▶ _Directions_: Filter the listing below down to the lines holding the word "positive", and copy those lines.

▶ _Records provided_:
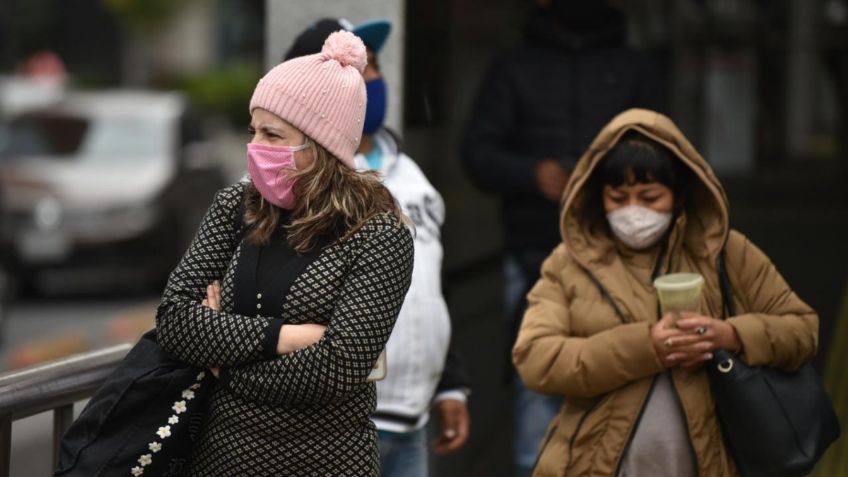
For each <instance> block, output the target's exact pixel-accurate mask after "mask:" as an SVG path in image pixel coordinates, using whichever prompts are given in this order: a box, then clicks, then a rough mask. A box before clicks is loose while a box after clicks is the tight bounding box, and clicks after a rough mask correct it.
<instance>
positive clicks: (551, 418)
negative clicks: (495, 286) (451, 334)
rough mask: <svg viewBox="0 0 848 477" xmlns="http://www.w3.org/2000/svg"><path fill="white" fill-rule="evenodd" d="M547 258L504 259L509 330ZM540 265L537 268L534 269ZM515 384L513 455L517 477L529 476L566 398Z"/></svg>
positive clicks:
...
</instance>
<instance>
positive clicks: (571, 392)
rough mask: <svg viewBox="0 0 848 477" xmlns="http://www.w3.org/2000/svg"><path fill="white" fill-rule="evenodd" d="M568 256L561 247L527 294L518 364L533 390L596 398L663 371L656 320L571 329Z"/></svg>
* * *
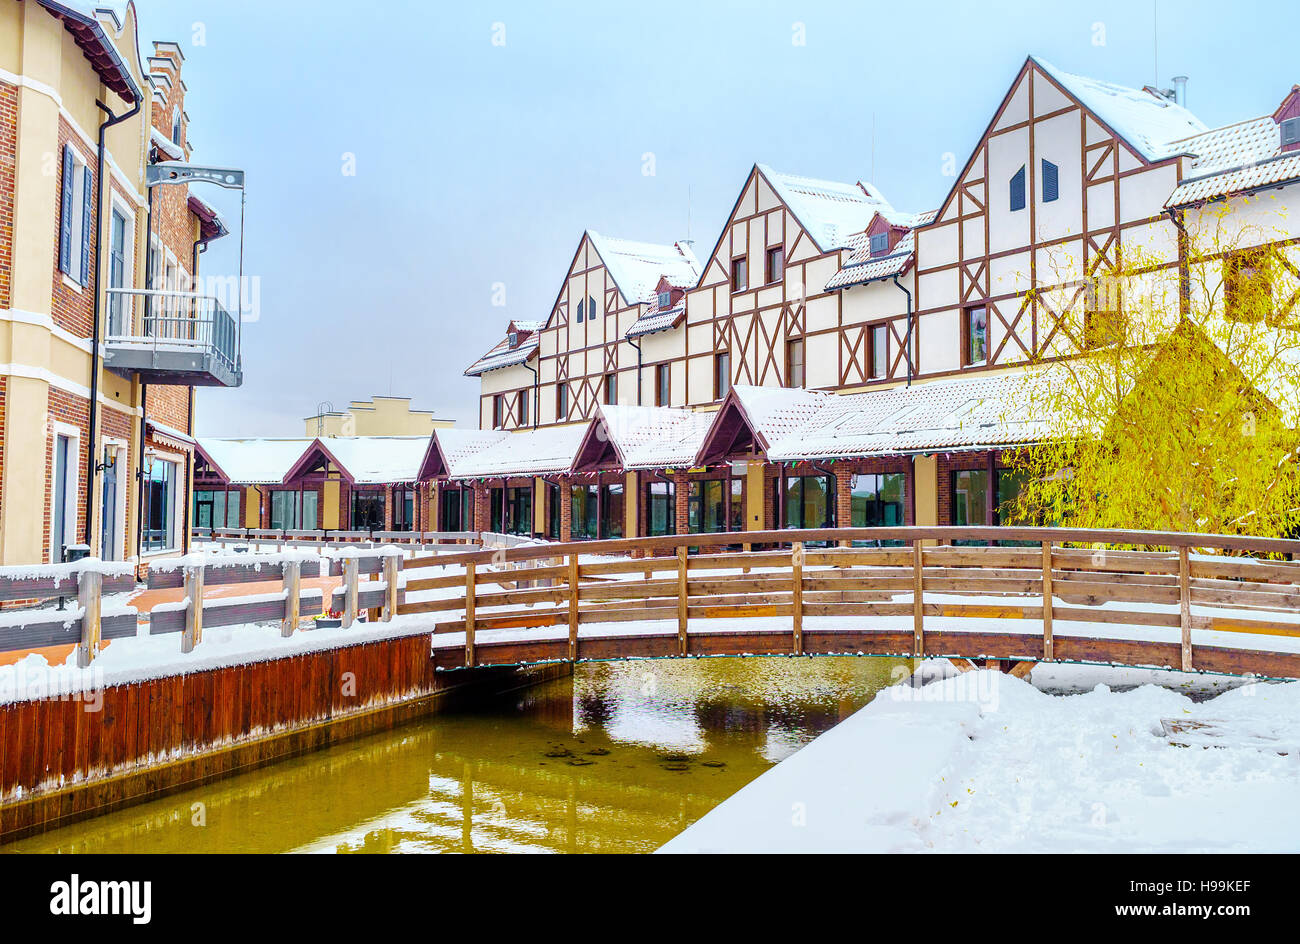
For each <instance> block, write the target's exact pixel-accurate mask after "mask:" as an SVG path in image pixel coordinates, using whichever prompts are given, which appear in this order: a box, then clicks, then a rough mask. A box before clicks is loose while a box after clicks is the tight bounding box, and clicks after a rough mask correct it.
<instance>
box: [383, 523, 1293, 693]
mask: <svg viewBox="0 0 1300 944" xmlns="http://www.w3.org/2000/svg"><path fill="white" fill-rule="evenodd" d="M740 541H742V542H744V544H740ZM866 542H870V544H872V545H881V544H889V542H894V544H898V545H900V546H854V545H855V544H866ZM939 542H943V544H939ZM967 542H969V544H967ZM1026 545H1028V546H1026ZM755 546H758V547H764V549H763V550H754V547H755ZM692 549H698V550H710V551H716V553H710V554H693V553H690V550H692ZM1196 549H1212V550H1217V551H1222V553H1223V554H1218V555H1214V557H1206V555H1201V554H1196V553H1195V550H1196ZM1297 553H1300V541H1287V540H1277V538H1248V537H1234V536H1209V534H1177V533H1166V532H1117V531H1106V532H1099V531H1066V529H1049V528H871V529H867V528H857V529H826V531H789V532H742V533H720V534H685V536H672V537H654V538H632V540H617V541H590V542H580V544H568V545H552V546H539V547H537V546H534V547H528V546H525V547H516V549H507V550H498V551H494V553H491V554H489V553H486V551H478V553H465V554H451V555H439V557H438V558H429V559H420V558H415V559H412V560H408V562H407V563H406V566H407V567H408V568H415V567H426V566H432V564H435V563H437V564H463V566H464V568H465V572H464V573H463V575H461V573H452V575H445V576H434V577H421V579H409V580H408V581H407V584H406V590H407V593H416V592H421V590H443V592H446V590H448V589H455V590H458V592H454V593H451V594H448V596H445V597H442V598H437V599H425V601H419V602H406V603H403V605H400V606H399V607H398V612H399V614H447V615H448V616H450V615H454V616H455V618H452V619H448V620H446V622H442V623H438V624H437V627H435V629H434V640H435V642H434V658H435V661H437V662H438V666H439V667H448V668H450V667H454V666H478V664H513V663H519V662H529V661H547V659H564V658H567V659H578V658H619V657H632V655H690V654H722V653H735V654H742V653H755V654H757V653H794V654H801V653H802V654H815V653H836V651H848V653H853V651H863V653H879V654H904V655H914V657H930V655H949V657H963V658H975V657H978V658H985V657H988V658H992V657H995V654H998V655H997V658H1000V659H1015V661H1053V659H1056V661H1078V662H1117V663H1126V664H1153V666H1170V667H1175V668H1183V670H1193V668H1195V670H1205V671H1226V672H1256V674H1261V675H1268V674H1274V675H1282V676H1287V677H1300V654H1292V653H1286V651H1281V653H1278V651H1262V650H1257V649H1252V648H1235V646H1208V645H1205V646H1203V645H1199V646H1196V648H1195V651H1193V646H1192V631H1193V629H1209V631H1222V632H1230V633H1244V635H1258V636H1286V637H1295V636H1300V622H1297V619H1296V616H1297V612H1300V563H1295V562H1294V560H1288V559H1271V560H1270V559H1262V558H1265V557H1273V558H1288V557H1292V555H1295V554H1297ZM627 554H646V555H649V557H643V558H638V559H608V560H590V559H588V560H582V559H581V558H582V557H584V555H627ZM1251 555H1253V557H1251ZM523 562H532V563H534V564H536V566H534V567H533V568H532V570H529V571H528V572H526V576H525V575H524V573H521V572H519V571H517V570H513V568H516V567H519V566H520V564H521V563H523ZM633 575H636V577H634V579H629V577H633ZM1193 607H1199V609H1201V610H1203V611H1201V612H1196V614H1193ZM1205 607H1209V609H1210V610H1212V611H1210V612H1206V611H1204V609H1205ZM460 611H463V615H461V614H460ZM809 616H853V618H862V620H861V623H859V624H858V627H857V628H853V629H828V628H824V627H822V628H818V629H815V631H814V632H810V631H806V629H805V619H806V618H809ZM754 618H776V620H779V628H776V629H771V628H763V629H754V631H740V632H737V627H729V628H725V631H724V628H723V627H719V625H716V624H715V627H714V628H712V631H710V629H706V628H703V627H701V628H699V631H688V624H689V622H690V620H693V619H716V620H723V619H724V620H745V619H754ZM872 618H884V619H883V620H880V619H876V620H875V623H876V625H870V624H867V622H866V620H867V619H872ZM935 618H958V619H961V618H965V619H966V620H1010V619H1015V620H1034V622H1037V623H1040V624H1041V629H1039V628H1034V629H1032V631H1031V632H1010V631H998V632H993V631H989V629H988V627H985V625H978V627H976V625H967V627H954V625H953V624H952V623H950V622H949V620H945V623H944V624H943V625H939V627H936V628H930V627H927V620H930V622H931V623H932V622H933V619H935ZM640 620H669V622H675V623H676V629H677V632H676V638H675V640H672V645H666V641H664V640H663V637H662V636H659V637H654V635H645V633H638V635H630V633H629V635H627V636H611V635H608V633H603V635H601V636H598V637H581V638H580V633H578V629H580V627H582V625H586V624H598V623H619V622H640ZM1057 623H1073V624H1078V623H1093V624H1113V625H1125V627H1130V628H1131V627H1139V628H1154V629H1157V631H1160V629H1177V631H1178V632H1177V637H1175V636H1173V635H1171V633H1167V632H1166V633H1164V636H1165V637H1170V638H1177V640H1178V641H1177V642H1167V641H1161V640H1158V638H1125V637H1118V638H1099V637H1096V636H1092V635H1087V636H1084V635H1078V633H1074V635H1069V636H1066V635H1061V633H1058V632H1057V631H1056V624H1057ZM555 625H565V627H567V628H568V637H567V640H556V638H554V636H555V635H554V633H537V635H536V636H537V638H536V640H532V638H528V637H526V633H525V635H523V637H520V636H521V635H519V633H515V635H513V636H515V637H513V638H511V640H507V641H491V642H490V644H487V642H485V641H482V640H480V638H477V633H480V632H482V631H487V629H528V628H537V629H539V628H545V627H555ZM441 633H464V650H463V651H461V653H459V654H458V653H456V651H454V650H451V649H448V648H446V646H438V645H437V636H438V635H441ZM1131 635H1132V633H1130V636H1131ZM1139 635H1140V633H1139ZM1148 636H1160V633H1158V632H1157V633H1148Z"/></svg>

▶ _Completed exercise_:
positive clicks: (551, 418)
positive clicks:
positive clicks: (571, 392)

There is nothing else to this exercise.